___ Recorded information

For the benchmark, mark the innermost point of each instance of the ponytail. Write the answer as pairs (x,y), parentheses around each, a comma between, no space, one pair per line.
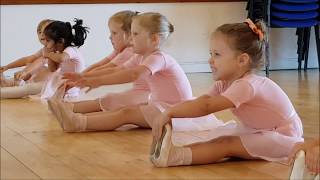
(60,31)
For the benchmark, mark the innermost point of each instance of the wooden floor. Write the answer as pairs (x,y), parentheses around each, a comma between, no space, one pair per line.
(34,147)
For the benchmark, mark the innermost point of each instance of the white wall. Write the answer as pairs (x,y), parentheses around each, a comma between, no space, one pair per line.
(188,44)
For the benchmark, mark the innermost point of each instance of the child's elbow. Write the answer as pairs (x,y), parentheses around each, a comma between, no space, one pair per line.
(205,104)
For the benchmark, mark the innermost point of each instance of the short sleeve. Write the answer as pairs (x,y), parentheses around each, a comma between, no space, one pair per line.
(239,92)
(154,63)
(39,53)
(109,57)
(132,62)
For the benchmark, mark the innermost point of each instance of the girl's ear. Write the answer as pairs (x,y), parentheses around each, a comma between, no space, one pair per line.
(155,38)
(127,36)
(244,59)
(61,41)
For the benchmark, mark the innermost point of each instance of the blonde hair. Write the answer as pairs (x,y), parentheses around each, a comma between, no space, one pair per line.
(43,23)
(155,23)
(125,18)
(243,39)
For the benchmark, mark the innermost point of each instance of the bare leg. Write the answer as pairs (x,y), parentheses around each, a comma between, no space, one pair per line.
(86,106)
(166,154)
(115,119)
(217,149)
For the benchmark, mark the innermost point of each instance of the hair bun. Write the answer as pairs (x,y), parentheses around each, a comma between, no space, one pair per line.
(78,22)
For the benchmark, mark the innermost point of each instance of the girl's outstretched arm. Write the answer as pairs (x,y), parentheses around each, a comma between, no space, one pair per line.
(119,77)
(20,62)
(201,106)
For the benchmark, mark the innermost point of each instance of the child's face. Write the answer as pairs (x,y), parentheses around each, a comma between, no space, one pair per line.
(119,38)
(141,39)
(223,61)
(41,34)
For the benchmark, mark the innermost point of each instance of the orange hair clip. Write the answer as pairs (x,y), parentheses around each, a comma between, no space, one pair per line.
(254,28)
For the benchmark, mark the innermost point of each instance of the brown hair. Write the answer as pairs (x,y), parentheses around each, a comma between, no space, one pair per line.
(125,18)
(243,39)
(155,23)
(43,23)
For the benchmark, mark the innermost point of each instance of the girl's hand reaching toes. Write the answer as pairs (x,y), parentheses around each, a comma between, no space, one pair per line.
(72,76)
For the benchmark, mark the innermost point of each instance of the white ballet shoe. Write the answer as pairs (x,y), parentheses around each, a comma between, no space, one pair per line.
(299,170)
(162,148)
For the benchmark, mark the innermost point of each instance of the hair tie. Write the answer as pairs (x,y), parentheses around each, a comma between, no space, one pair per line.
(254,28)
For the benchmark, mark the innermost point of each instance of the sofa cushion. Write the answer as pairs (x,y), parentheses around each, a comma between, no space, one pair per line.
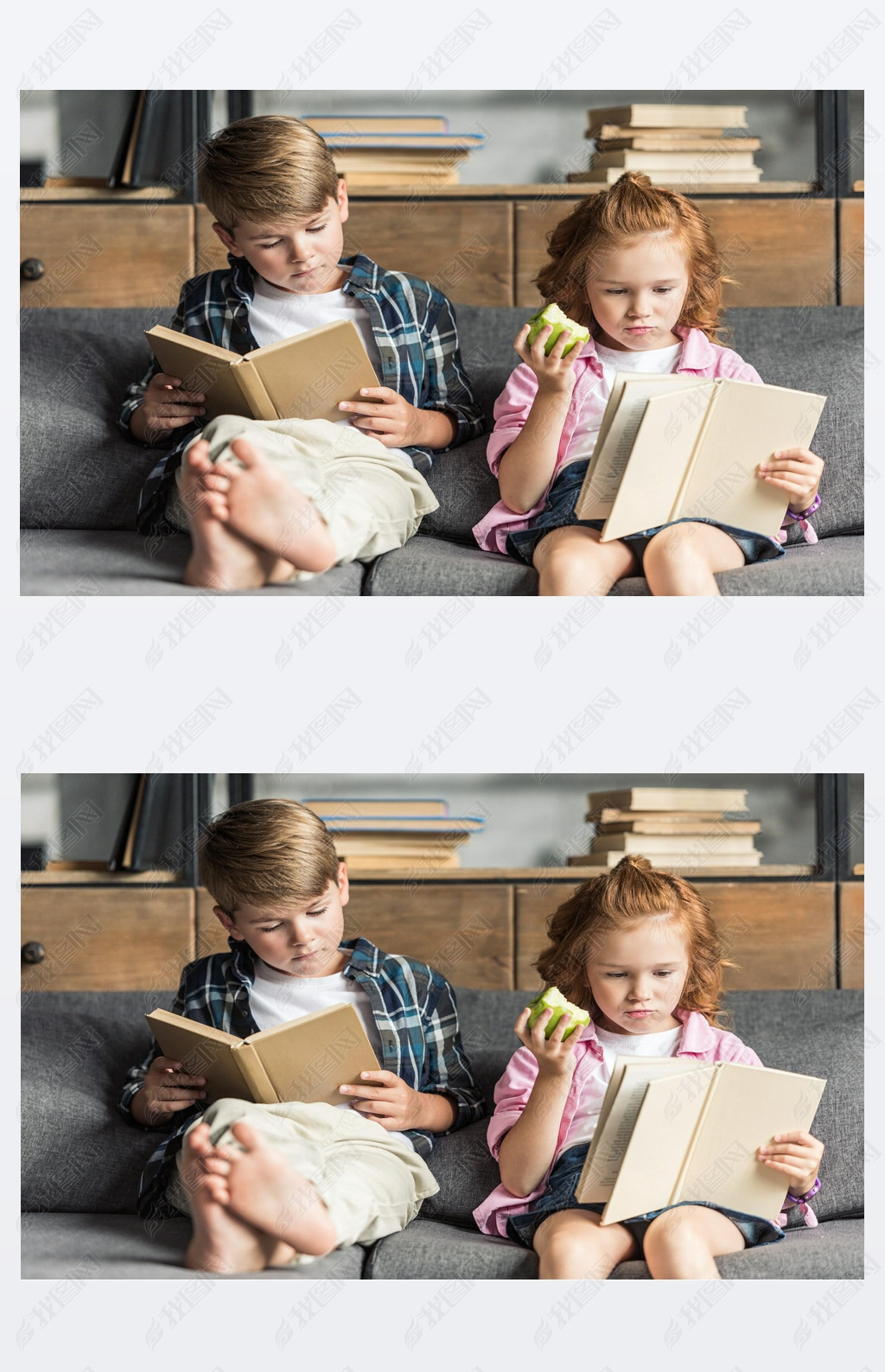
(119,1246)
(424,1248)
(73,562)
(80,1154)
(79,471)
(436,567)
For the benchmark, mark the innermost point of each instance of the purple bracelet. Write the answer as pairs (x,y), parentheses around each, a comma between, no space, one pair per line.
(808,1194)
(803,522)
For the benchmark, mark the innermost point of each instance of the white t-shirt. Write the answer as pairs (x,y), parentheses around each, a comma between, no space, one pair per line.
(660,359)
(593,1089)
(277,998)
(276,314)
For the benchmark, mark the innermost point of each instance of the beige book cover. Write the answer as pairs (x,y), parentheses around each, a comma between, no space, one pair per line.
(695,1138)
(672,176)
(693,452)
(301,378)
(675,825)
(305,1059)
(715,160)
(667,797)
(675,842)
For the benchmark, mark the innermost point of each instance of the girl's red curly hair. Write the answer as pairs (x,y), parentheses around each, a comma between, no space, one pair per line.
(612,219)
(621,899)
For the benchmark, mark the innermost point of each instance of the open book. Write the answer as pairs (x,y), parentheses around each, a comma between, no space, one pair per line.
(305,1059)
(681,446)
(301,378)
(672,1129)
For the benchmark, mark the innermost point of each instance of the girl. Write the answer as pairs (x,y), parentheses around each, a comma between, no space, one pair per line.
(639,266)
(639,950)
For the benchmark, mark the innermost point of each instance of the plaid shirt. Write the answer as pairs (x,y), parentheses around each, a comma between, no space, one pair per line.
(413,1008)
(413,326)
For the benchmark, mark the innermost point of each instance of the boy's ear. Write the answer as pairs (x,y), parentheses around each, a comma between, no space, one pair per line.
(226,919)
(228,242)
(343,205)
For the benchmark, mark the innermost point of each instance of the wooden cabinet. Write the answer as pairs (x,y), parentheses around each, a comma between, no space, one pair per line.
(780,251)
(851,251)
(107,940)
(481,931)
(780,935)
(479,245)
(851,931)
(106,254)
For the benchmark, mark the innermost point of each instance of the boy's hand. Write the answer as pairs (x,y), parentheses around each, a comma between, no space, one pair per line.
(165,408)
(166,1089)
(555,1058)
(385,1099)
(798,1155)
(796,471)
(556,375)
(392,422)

______

_Required task:_ Render all of the data above as a JSON list of strings, with one string for each line and blank lines omitted. Leave the pictures out of the list.

_The result:_
[
  "For the benchmark, mark the innermost point of each instance of the ponytail. Write the answer as pairs (x,y), parentheses around each, a comma between, no space, one pair per line.",
  "(60,31)",
  "For the benchmark, mark the innermost point of each instance of the wooden floor. Write the answer as pairs (x,y), parentheses around each, a comma between, no space, one pair per line.",
  "(34,147)",
  "For the benchmark, mark the innermost point of each instance of the white wall. Write the answer as pairs (x,y), parentheses around each, a comma between, no space, one pair per line.",
  "(188,44)",
  "For the benchmark, mark the innermost point of each instance of the child's elbow. Write the answer as pairs (x,y), parentheses around each, a comma between, no space, one pair per line.",
  "(205,104)",
  "For the benchmark, mark the innermost point of each instance of the short sleeve. Write the answer as pairs (x,y), parentheses around each, a comma between, no space, one pair per line.",
  "(239,92)",
  "(154,63)",
  "(39,53)",
  "(109,57)",
  "(132,62)",
  "For the benchmark, mark the innermost point of each instance of the girl's ear. Write the answer as pairs (x,y), parentheses around each, a comma between, no space, one pair per line.",
  "(155,38)",
  "(127,36)",
  "(244,59)",
  "(61,41)",
  "For the benchmark, mark the innermost point of each instance of the blonde hair. Write the answer as pairs (x,y), parentheses around each, a comma between, no space, one pair per line.",
  "(43,23)",
  "(155,23)",
  "(125,18)",
  "(243,39)",
  "For the benchmark, mark the innermost point of each instance of the bare leg. Write the answer as pairs (x,y), parentheses around each, a comma between, no space, one pair per line.",
  "(86,106)",
  "(166,154)",
  "(115,119)",
  "(217,149)",
  "For the benchmark, mark the innermost point of each instance of the hair bun. Write the answer as pairs (x,y), parentheses around each, a comma between, no space, one pair per line.",
  "(78,22)",
  "For the benchmark, mark the innermost point of each instance of the girl's outstretched arm. Write the answer as pairs (x,y), parentheses around each, a comma between, no space, one pair per line.",
  "(119,77)",
  "(20,62)",
  "(201,106)",
  "For the benchmark, mark the innermost point of each instance of the child's face. Write the answer as pairs (x,y), parentheses around each, a comma between, no space, one pair per line.",
  "(119,38)",
  "(141,39)",
  "(223,61)",
  "(41,34)",
  "For the benchmark, mark the innermost point of each instance of the orange hair clip. Write the answer as pairs (x,y), parentheses around each, a comma between, no space, one pair per line.",
  "(254,28)",
  "For the benchmark, mark the innermost point of each instance of the brown hair. Write the answer as pairs (x,y), parentheses around each, a comma between, no space, one pair per line.",
  "(125,18)",
  "(243,39)",
  "(155,23)",
  "(43,23)",
  "For the benchmark, mark the innermost point of each instance of the girl's hand reaching toes. Write the answer as pairs (x,y), parentheses around each, a comma between, no space, one pair per line.",
  "(72,76)",
  "For the benchmark, mark the innermost point of each instance of the white ballet shoe. Write the answer as pairs (x,y), parentheses around each, a comma between, no space, one pair per line.",
  "(299,170)",
  "(162,148)",
  "For the benchmark, mark the innermost point of each instance of the hair tie. Write the answer as pairs (x,y), parentheses around each, a comma between, no space, one pair per line.",
  "(254,28)",
  "For the benchmark, mark the innermost point of each instance of the sofa cushion. Write the answer as pairs (x,y), parentheses around each, a comma between, no space, one pair per line.",
  "(119,1246)",
  "(424,1248)",
  "(73,562)",
  "(80,1154)",
  "(79,471)",
  "(436,567)",
  "For the benchmark, mark the innermost point of each instance of the purple bracelet. Write the answer as pairs (x,y), parentheses around each, a comma between, no space, one pair per line.",
  "(808,1194)",
  "(803,522)",
  "For the benchmark, mark the innermost point of each instance of the white t-shirt. Write the answer as pairs (x,y), parentheses around each, a comma between, no space, one pair per line.",
  "(660,359)",
  "(593,1089)",
  "(277,998)",
  "(276,314)",
  "For the benchmark, mark the innermost point of each instance of the beige book cover. Write the answer as pairs (x,y), parentheses around each, a comma between, no space, one pair per line.",
  "(695,1138)",
  "(672,176)",
  "(693,452)",
  "(301,378)",
  "(675,825)",
  "(305,1059)",
  "(715,160)",
  "(667,797)",
  "(675,842)",
  "For the benchmark, mark the innermost point of each instance of the girl's red curly hair. Write the answer as pairs (x,y), parentheses around each, a comma between, no space, one pair per line.",
  "(612,219)",
  "(621,899)",
  "For the benchmark, mark the innermost point of each instance of the open book. Write the answer as pairs (x,y), parentheses around each, a comma between, no space, one pair per line.",
  "(305,1059)",
  "(681,446)",
  "(301,378)",
  "(672,1129)",
  "For the benchmark, mark the innermost point of each instance of the girl. Write the answer as pairs (x,y), parentheses around each, a comma between, no space, one pair per line.",
  "(639,266)",
  "(639,950)",
  "For the benchmark, mark the innermost point of each instance of the plaid shirt. Write the answer as pairs (x,y), parentheses around each, a comma between, no space, one pair per line.",
  "(413,1008)",
  "(413,326)",
  "For the benchmark, mark the innermost point of each instance of the boy's ear. Write the answer as pairs (x,y), parentheses around each, a comma between, no space, one pair per line.",
  "(226,919)",
  "(228,242)",
  "(343,205)",
  "For the benchmark, mark the innermost point of each instance of the wooden cabinet. Write the answer as pairs (x,y), parentheses around each, a comma between, no space, one pair per line.",
  "(780,251)",
  "(851,251)",
  "(107,940)",
  "(481,931)",
  "(780,935)",
  "(479,245)",
  "(851,931)",
  "(106,254)",
  "For the benchmark, mark the innermost point of each instance of the boy's hand. Write the answer as pairs (x,y), parentheses around each, a comma between, no space, one pair per line.",
  "(165,408)",
  "(166,1089)",
  "(555,1058)",
  "(385,1099)",
  "(798,1155)",
  "(796,471)",
  "(556,375)",
  "(392,422)"
]